> **Text passage**:

****

Microsoft Surface and AI Event 2023 Live Blog: Windows, Surface Laptop Studio 2, Windows Copilot, Bing and Office AI
A jam-packed Microsoft event will feature Surface and Windows news, with plenty of new AI features expected.
Greetings from downtown New York City, where Microsoft is holding its 2023 event. While these have often been reserved for hardware, we're expecting a wide range of Microsoft's top brass to showcase the latest in Surface, as well as a ton of AI across Windows 11, Bing, and Office.
Microsoft CEO Satya Nadella was onsite, as was Yusuf Mehdi, who is now responsible for both Surface and Windows after Panos Panay's sudden departure earlier this week.
The event saw the announcement of the Surface Laptop Studio 2 and the Surface Laptop Go 3. While it wasn't on stage, the Surface Go 4 for Business also was announced.
Of course, it wouldn't be a Microsoft Event without some mention of its AI efforts. We saw updates to Windows 11, including updates to Copilot, which the company has been testing in Insider Builds. That being said, we've also seen background removal being tested in Paint. AI was be heavily represented here today, including in Bing, Edge, and Office.

****

> **Information provided**:
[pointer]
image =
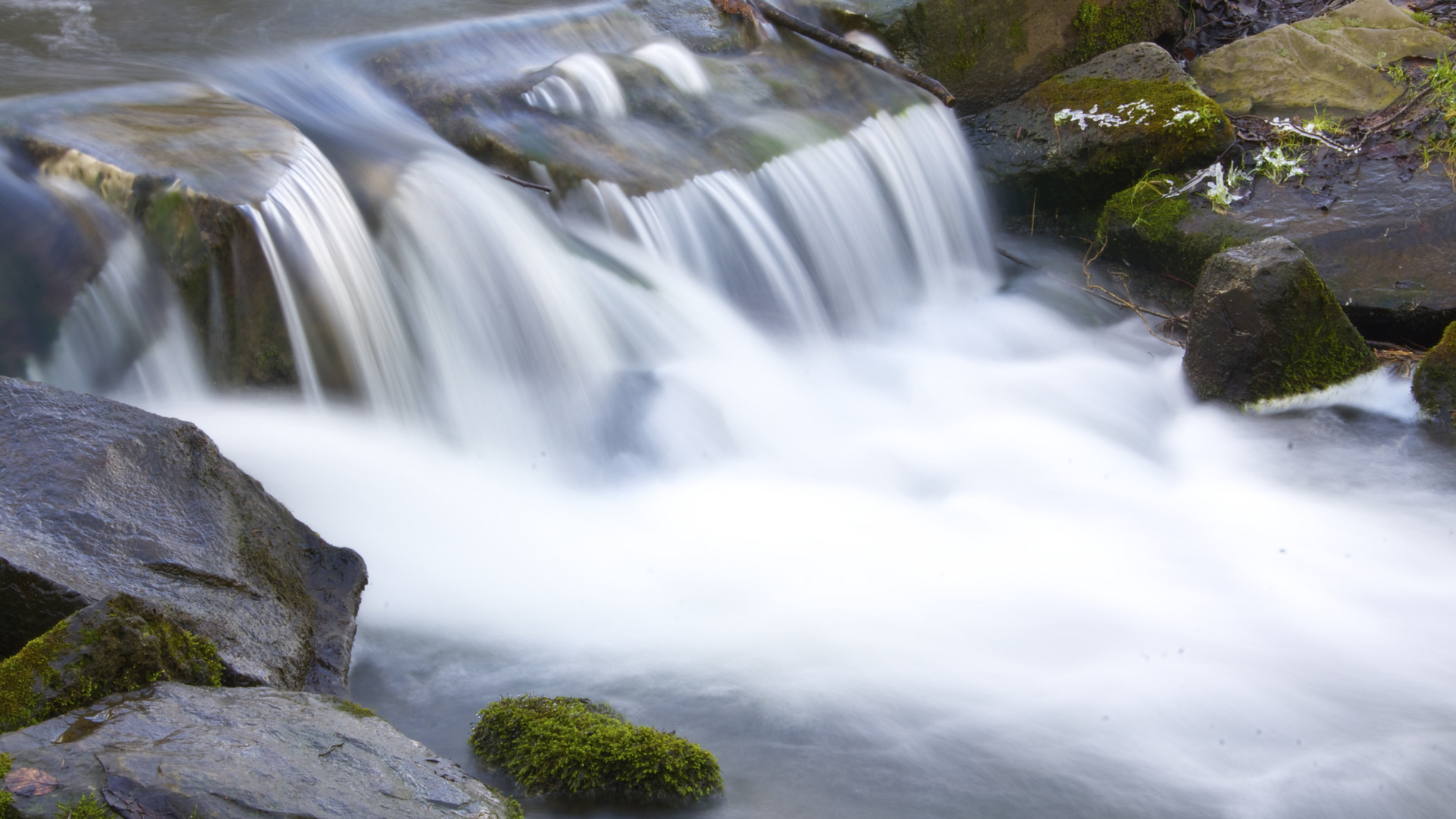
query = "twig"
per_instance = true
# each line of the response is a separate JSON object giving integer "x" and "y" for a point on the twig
{"x": 779, "y": 17}
{"x": 523, "y": 183}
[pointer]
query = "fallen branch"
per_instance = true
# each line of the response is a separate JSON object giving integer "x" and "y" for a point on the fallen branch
{"x": 523, "y": 183}
{"x": 781, "y": 18}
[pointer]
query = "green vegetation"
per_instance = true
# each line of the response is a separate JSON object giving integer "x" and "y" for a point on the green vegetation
{"x": 111, "y": 648}
{"x": 577, "y": 746}
{"x": 83, "y": 808}
{"x": 1435, "y": 381}
{"x": 349, "y": 707}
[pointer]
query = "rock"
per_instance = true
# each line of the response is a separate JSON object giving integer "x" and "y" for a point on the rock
{"x": 180, "y": 161}
{"x": 1264, "y": 325}
{"x": 102, "y": 499}
{"x": 571, "y": 746}
{"x": 1076, "y": 139}
{"x": 1435, "y": 381}
{"x": 180, "y": 751}
{"x": 108, "y": 648}
{"x": 992, "y": 52}
{"x": 1328, "y": 63}
{"x": 618, "y": 104}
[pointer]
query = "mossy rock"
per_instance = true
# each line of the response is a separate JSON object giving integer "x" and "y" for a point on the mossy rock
{"x": 1435, "y": 381}
{"x": 1169, "y": 237}
{"x": 1079, "y": 137}
{"x": 110, "y": 648}
{"x": 565, "y": 745}
{"x": 1264, "y": 325}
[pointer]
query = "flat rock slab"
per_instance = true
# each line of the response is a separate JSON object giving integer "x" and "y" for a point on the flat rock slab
{"x": 99, "y": 499}
{"x": 242, "y": 754}
{"x": 210, "y": 143}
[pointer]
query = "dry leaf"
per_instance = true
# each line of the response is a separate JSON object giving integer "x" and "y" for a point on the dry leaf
{"x": 30, "y": 781}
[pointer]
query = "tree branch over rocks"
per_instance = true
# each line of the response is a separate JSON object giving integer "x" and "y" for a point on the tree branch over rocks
{"x": 756, "y": 11}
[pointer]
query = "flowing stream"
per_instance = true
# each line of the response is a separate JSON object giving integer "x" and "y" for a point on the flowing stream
{"x": 781, "y": 458}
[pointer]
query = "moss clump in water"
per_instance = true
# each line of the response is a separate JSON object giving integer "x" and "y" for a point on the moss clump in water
{"x": 118, "y": 645}
{"x": 1435, "y": 381}
{"x": 565, "y": 745}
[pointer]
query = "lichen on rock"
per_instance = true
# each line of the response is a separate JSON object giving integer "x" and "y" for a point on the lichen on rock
{"x": 567, "y": 745}
{"x": 1264, "y": 325}
{"x": 110, "y": 648}
{"x": 1435, "y": 381}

****

> **Work request**: Copy the live blog word for word from "Microsoft CEO Satya" to "also was announced.". Nothing in the records is needed here.

> **Completed task**:
Microsoft CEO Satya Nadella was onsite, as was Yusuf Mehdi, who is now responsible for both Surface and Windows after Panos Panay's sudden departure earlier this week.
The event saw the announcement of the Surface Laptop Studio 2 and the Surface Laptop Go 3. While it wasn't on stage, the Surface Go 4 for Business also was announced.